= Beginning of Section =

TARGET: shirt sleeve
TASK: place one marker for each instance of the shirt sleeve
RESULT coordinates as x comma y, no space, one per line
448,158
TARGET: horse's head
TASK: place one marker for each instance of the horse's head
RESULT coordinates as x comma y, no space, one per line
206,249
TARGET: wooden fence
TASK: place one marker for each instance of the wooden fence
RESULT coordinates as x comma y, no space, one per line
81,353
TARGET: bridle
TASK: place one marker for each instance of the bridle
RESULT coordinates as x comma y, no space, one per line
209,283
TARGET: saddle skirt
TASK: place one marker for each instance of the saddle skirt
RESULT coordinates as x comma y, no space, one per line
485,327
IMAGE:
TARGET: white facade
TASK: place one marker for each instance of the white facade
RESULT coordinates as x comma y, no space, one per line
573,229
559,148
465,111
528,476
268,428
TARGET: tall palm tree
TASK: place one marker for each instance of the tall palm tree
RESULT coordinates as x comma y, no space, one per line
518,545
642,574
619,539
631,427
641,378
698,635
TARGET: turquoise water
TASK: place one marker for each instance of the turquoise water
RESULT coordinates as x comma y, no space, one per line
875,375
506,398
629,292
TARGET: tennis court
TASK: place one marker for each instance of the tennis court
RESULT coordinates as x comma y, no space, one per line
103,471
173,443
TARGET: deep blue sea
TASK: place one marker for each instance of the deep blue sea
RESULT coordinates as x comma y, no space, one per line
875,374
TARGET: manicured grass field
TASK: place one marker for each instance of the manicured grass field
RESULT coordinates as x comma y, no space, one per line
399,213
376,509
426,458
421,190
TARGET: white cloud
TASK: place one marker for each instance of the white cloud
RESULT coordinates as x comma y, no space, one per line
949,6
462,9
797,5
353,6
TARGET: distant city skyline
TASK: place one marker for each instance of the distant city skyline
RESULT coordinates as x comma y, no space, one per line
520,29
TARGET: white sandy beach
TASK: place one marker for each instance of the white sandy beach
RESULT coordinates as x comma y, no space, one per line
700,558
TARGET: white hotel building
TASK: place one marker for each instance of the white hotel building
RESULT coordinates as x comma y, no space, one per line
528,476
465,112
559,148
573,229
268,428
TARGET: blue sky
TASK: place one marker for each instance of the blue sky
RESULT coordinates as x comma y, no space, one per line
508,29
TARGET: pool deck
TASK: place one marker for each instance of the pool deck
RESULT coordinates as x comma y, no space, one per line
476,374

= End of Section =
= Beginning of Section =

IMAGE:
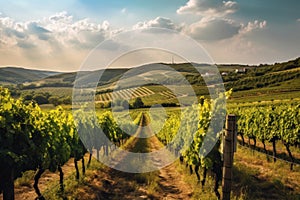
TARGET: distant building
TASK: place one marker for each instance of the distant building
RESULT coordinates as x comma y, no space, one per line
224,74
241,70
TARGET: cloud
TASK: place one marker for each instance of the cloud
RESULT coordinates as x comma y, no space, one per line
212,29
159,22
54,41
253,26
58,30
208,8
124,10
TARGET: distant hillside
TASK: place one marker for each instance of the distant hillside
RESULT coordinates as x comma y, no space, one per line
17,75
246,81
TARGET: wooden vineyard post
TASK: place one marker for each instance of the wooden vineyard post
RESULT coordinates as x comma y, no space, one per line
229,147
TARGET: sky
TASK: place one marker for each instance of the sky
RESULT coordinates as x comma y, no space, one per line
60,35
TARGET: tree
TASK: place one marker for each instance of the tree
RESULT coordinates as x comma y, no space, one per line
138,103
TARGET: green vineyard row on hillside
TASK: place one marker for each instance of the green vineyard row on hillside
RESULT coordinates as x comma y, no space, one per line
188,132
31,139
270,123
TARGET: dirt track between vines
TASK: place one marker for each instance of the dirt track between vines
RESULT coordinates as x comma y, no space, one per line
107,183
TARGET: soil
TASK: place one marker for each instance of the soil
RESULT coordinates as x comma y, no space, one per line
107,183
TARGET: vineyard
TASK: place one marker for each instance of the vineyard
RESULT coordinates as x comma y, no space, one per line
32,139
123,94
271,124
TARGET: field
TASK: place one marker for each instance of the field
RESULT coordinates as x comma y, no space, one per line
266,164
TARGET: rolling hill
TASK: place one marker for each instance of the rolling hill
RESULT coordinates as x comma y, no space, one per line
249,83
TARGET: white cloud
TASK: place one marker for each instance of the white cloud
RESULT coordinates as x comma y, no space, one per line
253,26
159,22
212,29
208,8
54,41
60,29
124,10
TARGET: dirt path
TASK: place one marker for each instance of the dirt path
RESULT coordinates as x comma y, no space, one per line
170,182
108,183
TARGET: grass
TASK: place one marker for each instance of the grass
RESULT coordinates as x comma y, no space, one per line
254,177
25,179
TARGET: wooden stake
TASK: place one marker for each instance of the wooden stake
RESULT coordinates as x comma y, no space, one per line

= End of Section =

Description of the task:
Go through the data above and find the lines with the word "stake". Copy each of those lines.

Answer:
TARGET: wooden stake
TASK: place one marker for each instance of the wooden stake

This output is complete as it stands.